>> begin

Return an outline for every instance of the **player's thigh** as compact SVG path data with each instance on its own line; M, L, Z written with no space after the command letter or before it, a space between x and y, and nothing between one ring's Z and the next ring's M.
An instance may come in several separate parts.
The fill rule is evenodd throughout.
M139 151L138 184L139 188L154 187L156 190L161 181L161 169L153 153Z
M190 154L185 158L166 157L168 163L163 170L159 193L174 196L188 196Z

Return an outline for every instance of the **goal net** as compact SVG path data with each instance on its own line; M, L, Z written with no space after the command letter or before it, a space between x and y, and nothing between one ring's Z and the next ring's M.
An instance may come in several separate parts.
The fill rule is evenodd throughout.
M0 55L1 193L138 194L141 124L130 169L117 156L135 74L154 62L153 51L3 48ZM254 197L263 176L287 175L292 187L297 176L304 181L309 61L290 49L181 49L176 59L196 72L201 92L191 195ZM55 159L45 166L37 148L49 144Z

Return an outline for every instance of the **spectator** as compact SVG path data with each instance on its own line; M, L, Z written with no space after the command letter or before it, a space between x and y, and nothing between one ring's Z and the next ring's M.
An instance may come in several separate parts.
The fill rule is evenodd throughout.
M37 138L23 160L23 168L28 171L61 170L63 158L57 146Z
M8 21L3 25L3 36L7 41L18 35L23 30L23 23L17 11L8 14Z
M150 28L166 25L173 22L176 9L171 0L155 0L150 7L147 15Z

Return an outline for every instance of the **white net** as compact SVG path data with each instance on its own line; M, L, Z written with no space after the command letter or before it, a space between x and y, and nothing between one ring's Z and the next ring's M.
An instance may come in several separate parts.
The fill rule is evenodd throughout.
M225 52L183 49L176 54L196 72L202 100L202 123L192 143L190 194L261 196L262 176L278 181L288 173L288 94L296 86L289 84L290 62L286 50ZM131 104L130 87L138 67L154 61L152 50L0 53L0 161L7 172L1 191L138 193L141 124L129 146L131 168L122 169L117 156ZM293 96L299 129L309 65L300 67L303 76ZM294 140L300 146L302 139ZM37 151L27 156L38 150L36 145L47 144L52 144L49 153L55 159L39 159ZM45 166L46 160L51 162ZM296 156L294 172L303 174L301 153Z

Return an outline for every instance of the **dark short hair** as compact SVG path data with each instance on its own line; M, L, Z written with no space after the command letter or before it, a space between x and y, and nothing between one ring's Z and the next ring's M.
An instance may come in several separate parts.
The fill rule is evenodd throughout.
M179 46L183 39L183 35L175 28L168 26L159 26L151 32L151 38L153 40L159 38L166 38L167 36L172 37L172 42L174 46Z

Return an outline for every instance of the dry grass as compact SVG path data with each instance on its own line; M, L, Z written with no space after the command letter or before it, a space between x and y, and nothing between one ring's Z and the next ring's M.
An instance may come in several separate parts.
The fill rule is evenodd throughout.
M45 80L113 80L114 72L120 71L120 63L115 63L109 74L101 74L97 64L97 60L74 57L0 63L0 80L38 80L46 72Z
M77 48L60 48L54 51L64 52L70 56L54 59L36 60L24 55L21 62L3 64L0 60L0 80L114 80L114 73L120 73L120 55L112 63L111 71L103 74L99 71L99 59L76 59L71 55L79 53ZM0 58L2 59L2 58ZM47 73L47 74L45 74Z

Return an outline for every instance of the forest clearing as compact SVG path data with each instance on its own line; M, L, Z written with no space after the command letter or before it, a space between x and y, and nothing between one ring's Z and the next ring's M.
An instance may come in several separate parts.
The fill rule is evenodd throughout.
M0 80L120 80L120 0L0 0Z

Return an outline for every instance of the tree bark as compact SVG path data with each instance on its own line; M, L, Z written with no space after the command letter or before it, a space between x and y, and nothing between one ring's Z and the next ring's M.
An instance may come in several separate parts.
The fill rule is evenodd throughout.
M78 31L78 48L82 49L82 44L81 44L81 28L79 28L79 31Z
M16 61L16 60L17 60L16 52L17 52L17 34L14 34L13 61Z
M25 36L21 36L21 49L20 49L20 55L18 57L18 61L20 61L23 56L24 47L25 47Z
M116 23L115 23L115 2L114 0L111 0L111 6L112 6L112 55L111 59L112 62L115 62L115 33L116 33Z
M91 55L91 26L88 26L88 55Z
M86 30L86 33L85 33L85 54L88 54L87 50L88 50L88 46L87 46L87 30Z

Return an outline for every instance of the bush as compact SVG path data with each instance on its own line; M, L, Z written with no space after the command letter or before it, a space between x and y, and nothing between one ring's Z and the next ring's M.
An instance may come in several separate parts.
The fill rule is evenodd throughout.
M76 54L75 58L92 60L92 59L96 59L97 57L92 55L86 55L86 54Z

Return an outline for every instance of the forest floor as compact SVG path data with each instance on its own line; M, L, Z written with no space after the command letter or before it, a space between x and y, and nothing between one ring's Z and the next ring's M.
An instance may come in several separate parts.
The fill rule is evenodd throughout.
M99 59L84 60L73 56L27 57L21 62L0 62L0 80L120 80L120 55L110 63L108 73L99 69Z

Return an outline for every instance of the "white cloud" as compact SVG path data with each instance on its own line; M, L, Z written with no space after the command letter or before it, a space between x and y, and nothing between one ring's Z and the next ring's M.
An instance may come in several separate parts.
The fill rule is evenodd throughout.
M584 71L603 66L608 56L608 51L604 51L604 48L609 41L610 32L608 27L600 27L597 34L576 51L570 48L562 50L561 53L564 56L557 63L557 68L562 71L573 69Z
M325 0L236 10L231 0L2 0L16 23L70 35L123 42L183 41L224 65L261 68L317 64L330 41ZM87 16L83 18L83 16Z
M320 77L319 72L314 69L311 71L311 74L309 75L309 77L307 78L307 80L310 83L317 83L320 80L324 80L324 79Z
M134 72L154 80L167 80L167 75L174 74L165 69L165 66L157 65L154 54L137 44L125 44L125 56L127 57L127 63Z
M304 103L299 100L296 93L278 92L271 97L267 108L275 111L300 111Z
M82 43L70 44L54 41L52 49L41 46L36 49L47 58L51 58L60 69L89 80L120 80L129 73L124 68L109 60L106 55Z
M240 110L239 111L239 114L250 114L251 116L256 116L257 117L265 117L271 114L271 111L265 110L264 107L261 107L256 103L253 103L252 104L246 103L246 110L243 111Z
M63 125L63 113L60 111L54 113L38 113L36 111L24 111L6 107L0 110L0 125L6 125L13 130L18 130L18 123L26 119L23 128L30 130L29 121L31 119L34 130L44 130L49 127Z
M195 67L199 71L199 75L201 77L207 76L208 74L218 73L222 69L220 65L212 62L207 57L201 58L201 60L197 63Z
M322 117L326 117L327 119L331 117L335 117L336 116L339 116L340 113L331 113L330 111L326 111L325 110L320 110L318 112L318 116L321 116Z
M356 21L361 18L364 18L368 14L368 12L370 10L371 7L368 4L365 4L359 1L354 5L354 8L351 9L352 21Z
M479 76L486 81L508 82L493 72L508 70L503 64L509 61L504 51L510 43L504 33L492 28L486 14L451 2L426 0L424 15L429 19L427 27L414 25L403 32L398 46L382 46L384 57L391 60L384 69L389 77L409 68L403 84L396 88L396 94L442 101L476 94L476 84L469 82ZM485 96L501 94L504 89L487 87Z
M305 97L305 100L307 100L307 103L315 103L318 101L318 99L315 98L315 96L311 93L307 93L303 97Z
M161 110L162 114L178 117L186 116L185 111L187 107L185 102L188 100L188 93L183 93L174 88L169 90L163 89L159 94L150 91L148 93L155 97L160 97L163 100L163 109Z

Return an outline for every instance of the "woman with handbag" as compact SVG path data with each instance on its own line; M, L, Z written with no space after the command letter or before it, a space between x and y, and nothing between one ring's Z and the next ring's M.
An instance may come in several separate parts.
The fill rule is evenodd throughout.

>> end

Given request. Print all of the entries above again, line for line, with no changes.

Exercise result.
Return an outline for every instance of the **player's thigh** as compact SVG path data with each instance on its own line; M, L, Z written with no space after the command letter or before it, a space between x and y, and nothing between one ring's Z and the next ring's M.
An instance may come in several separate parts.
The fill rule is evenodd throughout.
M139 151L138 184L139 188L154 187L156 190L161 181L161 169L153 153Z
M190 154L185 158L166 157L168 163L163 170L159 193L174 196L188 196Z

Return an outline for every instance of the **goal net** as compact SVG path data with each instance on its own line; M, L, Z written with no space after the command letter or before it, a space between x and y, and nothing between one ring's Z and the next ring's M.
An instance may come in several separate parts.
The fill rule is evenodd throughout.
M0 55L1 193L138 194L141 124L130 169L117 156L135 74L154 62L153 51L3 48ZM254 197L263 176L287 175L292 187L297 176L304 181L309 61L290 49L181 49L176 59L196 72L201 92L191 195ZM55 159L45 166L37 148L49 144Z

Return an outline for every instance of the **spectator** as compact SVG path data with each instance on its own line; M, L, Z written with no space after the command letter or before it, a space between x and y, and nothing between one ring's Z and the next ring's M.
An instance may come in several separate parts.
The fill rule is evenodd throughout.
M37 138L23 160L23 168L28 171L61 170L63 158L57 146Z
M8 21L3 25L3 36L7 41L18 35L23 30L23 23L17 11L8 14Z
M150 28L166 25L173 22L176 9L171 0L155 0L150 7L147 15Z

Return an outline for every instance of the **white net** as compact SVG path data with each instance on its own line; M, L, Z written with no space after the command letter or before it, a space between x and y, and nothing between one ring's Z and the next ring's M.
An instance may come in several separate parts.
The fill rule is evenodd throughout.
M225 52L183 49L176 54L196 72L202 100L202 123L192 143L190 194L261 196L262 176L278 181L288 173L288 94L296 86L289 84L290 62L286 50ZM131 104L130 87L138 67L154 61L152 50L0 53L0 161L7 172L1 191L138 193L141 124L129 146L131 168L122 169L117 156ZM293 96L299 129L309 65L300 67L303 76ZM294 140L300 146L302 139ZM37 151L27 156L38 150L36 145L47 144L52 144L49 153L55 159L39 159ZM45 166L46 160L51 162ZM296 156L294 172L303 174L301 153Z

Return an outline for every instance of the **dark short hair** as compact SVG path data with each instance on its own line; M, L, Z written with no space after the command letter or before it, a space between x and y, and nothing between one ring's Z and the next ring's M.
An instance may come in several separate parts.
The fill rule is evenodd throughout.
M179 46L183 39L183 35L175 28L168 26L159 26L151 32L151 38L153 40L159 38L166 38L167 36L172 37L172 42L174 46Z

Return an outline for every instance of the dry grass as compact SVG path data with each instance on its own line; M, L, Z written with no space after the command letter or before it, a space between x and y, and nothing between one ring's Z and the next ring's M.
An instance may come in several separate parts.
The fill rule is evenodd throughout.
M45 80L113 80L114 72L120 71L120 63L115 63L109 74L101 74L97 64L97 60L74 57L0 63L0 80L38 80L46 72Z
M77 48L60 48L54 51L64 52L70 56L54 59L36 60L24 55L21 62L3 64L0 60L0 80L114 80L114 73L120 73L120 55L112 63L111 71L103 74L99 71L99 59L76 59L71 55L79 53ZM0 58L2 59L2 58ZM47 73L47 74L45 74Z

Return an outline for every instance of the forest clearing as compact SVG path data with each instance on its own line; M, L, Z written with no space after the command letter or before it, a space between x and y, and nothing between one ring's Z and the next ring's M.
An instance may come in several separate parts.
The fill rule is evenodd throughout.
M0 80L120 80L120 0L0 0Z

Return an outline for every instance of the tree bark as compact SVG path data with each instance on its own line; M, L, Z written with no space after the command letter or before it, a space between x and y, and nothing between one ring's Z and the next ring's M.
An instance may come in several separate parts.
The fill rule is evenodd throughout.
M78 31L78 48L82 49L82 44L81 44L81 28L79 28L79 31Z
M16 61L16 60L17 60L16 52L17 52L17 34L14 34L13 61Z
M25 36L21 36L21 49L20 49L20 55L18 57L18 61L20 61L23 56L24 47L25 47Z
M116 23L115 23L115 2L114 0L111 0L111 6L112 6L112 55L111 59L112 62L115 62L115 33L116 33Z
M91 55L91 26L88 26L88 55Z
M86 30L86 33L85 33L85 54L88 54L87 50L88 50L88 46L87 46L87 30Z

Return an outline for every instance of the bush as compact SVG path data with each instance on its own line; M, L, Z written with no space after the command letter or before it, a space between x and y, and nothing between one ring's Z and the next ring's M.
An instance may come in several separate parts.
The fill rule is evenodd throughout.
M76 54L75 58L92 60L92 59L96 59L97 57L92 55L86 55L86 54Z

Return an outline for every instance of the forest floor as compact SVG path data with each instance on its own line; M, L, Z written with no space after the command letter or before it, a space between x and y, and nothing between one ring's Z and the next ring's M.
An instance may come in several separate parts.
The fill rule is evenodd throughout.
M99 59L84 60L73 56L27 57L21 62L0 62L0 80L120 80L120 55L110 63L108 73L99 69Z

Return an outline for every instance of the "white cloud" as compact SVG path data with each instance on its own line; M, L, Z written with no space after the command letter or before it, a space between x and y, and nothing between one ring's Z and the next ring's M.
An instance may come in several separate parts.
The fill rule is evenodd throughout.
M584 71L603 66L608 56L608 51L604 51L604 48L609 41L610 32L608 27L600 27L597 34L576 51L570 48L562 50L561 53L564 56L557 63L557 68L562 71L573 69Z
M325 0L236 10L231 0L2 0L16 23L70 35L123 42L183 41L224 65L261 68L317 64L330 41ZM87 16L83 18L83 16Z
M320 77L319 72L314 69L311 71L311 74L309 75L309 77L307 78L307 80L310 83L317 83L320 80L324 80L324 79Z
M134 72L154 80L167 80L167 75L174 74L165 69L165 66L157 65L154 54L137 44L125 44L125 56L127 57L127 63Z
M304 103L299 100L296 93L278 92L271 97L267 108L275 111L300 111Z
M82 43L70 44L54 41L52 49L41 46L36 49L47 58L51 58L60 69L89 80L120 80L129 73L124 68L109 60L106 55Z
M240 110L239 111L239 114L250 114L251 116L256 116L257 117L265 117L271 114L271 111L265 110L264 107L261 107L256 103L253 103L252 104L246 103L246 110L243 111Z
M63 125L63 113L60 111L54 113L38 113L36 111L24 111L6 107L0 110L0 125L6 125L13 130L18 130L18 123L26 119L23 128L30 130L29 121L31 119L34 130L44 130L49 127Z
M195 67L199 71L199 75L201 77L207 76L208 74L218 73L222 69L220 65L212 62L207 57L201 58L201 60L197 63Z
M322 117L326 117L327 119L331 117L335 117L336 116L339 116L340 113L331 113L330 111L326 111L325 110L320 110L318 112L318 116L321 116Z
M356 21L361 18L364 18L368 14L368 12L370 10L371 7L368 4L365 4L359 1L354 5L354 8L351 9L352 21Z
M479 76L486 81L508 82L493 72L508 70L503 64L509 61L504 51L510 43L504 33L492 28L486 14L451 2L426 0L424 15L429 19L427 27L414 25L403 32L398 46L382 46L384 57L391 60L384 69L389 77L409 68L403 84L396 88L396 94L442 101L476 94L476 84L469 82ZM485 96L501 94L504 89L487 87Z
M305 97L305 100L307 100L307 103L315 103L318 101L318 99L315 98L315 96L311 93L307 93L303 97Z
M161 110L162 114L178 117L186 116L185 111L187 107L185 102L188 100L188 93L183 93L174 88L169 90L163 89L159 94L150 91L148 93L155 97L160 97L163 100L163 109Z

Return an outline for every instance of the "woman with handbag" as compact SVG path data with each instance on its own line; M, L, Z written with no space after the command letter or before it, a space between x and y, and nothing between one ring's Z and the next ring's M.
An instance may come in several separate parts.
The fill rule is evenodd throughout.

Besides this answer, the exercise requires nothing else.